EXTRACTED RECORDS START

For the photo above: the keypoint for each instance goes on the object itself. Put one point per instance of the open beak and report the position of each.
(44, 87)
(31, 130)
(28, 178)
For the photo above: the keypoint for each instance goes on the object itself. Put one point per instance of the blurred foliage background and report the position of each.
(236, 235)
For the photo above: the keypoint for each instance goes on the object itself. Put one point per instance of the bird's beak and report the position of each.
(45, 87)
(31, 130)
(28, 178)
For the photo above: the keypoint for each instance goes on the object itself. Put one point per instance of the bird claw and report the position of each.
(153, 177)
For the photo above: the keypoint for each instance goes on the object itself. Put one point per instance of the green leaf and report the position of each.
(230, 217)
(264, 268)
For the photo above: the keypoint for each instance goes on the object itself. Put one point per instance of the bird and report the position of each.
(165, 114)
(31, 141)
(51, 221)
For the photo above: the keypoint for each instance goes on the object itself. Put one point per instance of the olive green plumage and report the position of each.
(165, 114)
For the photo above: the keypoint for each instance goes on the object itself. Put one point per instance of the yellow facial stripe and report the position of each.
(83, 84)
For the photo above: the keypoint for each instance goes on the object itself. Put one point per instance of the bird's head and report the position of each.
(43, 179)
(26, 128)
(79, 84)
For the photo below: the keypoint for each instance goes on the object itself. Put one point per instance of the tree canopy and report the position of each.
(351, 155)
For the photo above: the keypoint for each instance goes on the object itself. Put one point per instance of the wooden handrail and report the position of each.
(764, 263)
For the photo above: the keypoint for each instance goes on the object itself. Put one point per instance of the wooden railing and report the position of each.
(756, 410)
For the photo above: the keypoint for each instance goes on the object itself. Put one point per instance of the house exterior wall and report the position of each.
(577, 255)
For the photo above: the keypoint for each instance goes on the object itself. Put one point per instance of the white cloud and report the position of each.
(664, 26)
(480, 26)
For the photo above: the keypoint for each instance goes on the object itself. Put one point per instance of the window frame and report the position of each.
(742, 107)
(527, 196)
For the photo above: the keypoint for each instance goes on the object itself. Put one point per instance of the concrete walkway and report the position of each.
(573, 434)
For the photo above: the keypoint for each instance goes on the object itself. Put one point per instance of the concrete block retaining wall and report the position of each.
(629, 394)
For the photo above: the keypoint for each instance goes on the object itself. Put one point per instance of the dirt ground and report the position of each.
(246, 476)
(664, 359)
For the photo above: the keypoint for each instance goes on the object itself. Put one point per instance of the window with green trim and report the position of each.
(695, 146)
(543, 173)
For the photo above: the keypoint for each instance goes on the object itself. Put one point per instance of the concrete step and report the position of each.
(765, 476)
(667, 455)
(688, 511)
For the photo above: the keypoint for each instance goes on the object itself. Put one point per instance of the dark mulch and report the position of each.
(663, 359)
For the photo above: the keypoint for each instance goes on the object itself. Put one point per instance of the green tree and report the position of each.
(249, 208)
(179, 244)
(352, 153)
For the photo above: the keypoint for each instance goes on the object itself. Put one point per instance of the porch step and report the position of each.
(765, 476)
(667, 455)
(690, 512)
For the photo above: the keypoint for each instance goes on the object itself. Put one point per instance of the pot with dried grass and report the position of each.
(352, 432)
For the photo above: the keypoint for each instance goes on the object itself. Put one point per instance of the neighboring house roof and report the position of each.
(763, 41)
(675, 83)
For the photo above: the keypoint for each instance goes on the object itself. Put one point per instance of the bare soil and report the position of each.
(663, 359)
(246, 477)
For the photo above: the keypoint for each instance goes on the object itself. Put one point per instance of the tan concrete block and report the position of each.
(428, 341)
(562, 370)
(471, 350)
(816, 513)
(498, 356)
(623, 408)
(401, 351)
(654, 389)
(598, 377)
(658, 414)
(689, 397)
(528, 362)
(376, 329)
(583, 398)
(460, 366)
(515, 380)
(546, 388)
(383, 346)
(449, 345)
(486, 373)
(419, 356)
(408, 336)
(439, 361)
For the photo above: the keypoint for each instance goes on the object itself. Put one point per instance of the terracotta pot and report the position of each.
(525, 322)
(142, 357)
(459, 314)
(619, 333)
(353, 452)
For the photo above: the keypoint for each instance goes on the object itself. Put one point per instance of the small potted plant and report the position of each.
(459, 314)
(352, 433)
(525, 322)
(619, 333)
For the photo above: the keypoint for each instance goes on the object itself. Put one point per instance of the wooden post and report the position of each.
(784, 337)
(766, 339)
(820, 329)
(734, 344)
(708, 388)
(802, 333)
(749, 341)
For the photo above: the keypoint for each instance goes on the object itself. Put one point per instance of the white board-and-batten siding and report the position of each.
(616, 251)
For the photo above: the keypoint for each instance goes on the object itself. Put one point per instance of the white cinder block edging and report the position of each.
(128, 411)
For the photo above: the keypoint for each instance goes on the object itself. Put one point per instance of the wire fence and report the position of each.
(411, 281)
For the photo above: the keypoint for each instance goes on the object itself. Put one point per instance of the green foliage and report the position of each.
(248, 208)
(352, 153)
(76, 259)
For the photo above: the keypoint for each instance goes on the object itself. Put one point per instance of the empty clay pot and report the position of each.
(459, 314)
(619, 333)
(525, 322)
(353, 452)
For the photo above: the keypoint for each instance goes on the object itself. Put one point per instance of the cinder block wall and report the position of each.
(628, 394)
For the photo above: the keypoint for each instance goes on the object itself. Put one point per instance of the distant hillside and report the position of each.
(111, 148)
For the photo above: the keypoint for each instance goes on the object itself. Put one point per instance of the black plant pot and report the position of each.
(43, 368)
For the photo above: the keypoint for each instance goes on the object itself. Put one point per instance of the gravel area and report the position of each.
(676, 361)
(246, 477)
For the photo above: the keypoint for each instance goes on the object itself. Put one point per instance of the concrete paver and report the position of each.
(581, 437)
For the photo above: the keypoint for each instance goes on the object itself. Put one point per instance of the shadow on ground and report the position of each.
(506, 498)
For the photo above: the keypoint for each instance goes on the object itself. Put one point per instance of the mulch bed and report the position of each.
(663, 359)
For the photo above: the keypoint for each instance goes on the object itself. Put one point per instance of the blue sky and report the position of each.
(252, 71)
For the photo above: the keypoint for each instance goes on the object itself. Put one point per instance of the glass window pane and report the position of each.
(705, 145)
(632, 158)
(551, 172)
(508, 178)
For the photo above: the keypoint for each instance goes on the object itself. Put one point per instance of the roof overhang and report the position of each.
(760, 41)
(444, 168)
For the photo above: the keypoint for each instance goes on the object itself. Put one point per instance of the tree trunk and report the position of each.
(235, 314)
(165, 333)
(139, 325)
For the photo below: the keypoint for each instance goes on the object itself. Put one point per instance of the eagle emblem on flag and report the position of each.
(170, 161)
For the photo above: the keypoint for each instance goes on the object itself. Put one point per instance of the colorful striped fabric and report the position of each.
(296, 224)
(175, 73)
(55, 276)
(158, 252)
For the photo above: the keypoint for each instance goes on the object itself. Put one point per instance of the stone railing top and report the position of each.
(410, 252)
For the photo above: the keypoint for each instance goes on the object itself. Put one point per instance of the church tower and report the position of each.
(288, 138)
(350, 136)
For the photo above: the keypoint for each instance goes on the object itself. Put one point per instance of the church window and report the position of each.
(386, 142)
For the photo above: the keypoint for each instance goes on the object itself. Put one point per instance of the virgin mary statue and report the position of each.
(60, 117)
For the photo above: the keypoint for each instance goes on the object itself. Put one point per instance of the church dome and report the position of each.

EXTRACTED RECORDS END
EXTRACTED RECORDS START

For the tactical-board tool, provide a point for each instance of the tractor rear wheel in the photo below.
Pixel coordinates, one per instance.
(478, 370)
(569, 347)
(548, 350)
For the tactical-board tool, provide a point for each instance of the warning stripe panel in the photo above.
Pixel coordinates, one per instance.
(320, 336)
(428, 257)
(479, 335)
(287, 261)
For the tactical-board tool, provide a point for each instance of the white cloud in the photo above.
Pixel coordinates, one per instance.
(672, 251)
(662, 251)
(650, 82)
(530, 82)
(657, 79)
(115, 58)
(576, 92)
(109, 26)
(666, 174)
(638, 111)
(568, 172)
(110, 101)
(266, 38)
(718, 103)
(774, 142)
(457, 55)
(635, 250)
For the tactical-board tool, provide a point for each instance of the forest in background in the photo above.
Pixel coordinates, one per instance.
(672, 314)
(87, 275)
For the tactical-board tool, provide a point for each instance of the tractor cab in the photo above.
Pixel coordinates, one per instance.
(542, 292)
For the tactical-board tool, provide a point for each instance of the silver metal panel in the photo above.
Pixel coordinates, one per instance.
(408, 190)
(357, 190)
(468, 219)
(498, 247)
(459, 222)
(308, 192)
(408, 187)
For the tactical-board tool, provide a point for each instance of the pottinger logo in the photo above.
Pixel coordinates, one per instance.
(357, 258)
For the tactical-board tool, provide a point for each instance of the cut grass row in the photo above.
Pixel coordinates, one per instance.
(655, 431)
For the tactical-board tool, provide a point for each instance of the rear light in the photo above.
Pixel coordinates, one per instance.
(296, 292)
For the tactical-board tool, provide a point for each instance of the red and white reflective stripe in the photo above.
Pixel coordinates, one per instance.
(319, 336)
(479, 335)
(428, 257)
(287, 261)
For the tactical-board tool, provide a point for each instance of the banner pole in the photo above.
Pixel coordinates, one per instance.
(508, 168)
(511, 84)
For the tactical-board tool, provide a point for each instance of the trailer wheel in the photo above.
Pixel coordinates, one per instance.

EXTRACTED RECORDS END
EXTRACTED RECORDS START

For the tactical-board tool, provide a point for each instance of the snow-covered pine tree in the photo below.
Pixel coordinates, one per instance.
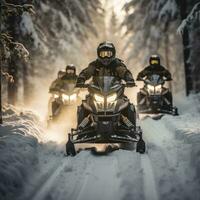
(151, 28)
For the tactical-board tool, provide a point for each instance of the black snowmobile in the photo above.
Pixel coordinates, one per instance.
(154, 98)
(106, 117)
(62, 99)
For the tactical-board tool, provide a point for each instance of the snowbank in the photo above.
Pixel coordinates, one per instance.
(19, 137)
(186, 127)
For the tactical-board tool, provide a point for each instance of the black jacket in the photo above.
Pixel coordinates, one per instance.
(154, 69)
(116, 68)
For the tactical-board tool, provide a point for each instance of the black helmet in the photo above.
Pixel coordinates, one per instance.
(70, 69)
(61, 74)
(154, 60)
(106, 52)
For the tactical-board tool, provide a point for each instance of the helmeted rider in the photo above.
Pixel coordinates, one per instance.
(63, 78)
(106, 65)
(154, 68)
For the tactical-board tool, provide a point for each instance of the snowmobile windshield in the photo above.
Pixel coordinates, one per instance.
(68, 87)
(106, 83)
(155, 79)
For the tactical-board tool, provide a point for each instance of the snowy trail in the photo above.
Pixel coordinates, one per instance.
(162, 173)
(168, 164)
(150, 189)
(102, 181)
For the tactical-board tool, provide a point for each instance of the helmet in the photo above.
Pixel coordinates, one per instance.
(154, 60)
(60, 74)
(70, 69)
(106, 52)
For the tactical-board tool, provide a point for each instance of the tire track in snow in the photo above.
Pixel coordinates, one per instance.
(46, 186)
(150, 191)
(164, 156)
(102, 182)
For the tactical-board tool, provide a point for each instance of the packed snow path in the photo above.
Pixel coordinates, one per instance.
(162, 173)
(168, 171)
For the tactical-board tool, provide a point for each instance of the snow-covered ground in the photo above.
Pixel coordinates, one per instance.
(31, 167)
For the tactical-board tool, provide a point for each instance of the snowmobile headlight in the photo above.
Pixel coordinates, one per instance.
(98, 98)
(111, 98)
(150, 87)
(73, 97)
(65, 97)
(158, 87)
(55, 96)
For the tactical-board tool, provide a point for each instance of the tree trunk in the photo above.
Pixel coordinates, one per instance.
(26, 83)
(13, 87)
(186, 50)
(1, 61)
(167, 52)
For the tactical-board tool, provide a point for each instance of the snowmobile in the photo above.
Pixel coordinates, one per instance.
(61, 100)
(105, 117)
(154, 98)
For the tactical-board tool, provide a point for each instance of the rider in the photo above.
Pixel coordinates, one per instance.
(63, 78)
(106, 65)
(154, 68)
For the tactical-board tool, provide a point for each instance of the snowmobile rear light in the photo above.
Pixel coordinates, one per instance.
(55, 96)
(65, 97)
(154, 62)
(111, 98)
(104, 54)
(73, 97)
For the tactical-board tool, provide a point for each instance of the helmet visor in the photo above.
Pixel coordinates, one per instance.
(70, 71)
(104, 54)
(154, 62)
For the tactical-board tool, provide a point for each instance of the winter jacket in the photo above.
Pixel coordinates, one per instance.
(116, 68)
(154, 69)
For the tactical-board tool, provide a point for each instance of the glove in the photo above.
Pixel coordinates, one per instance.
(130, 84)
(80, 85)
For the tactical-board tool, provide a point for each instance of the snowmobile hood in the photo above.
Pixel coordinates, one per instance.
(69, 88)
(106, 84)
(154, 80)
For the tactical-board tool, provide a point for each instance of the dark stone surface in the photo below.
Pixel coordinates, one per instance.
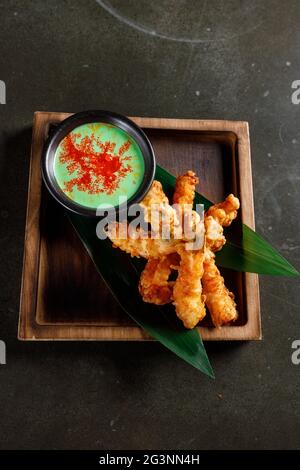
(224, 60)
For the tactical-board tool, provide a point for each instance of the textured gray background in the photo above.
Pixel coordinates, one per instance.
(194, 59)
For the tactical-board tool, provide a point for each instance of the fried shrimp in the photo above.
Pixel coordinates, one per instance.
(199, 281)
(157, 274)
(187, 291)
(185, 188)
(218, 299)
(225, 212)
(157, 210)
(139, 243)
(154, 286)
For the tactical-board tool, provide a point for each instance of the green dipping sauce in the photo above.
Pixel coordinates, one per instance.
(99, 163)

EXTRACTED RECORDS END

Which lines above hold the string "panel"? Please copy all of them.

For the tactical-board tool, provide a point for each instance of the warning stripe panel in the photo above.
For the tactical-board tool, provide a point for each instance of the silver metal panel in the photo above.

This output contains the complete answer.